**Directions**
The lines to be copied run from the one containing "Query: metal fence" to the end of the material below; reproduce them exactly, including both ends, and nothing more.

**Data for review**
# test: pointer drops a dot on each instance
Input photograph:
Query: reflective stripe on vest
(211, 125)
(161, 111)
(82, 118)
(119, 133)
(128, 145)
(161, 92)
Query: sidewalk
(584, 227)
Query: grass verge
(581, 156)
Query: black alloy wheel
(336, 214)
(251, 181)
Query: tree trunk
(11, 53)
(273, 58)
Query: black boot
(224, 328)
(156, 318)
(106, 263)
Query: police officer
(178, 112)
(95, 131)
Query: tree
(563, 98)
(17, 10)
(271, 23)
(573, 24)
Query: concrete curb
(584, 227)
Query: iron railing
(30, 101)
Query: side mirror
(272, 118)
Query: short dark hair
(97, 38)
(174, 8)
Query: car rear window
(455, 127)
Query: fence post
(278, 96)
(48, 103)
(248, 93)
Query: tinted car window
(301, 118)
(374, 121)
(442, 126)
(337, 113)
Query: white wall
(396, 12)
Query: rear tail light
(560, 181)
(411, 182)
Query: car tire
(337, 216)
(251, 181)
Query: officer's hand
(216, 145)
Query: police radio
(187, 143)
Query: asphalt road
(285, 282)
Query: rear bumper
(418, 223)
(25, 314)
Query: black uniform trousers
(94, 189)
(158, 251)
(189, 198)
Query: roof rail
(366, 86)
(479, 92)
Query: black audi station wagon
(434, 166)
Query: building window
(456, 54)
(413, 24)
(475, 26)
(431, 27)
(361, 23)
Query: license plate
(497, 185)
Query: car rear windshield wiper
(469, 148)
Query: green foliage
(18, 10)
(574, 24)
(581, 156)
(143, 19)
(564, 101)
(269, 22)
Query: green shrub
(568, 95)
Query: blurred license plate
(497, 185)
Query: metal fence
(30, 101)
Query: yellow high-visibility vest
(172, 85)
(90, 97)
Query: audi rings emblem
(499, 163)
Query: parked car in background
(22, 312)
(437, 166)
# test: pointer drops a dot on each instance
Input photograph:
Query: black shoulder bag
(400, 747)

**Completed exercise**
Query: metal fence
(30, 101)
Query: yellow high-visibility vest
(172, 85)
(90, 97)
Query: audi rings emblem
(499, 163)
Query: parked car in background
(22, 312)
(437, 166)
# test: pointer drops a dot on each instance
Input photograph:
Query: black shoulder bag
(400, 747)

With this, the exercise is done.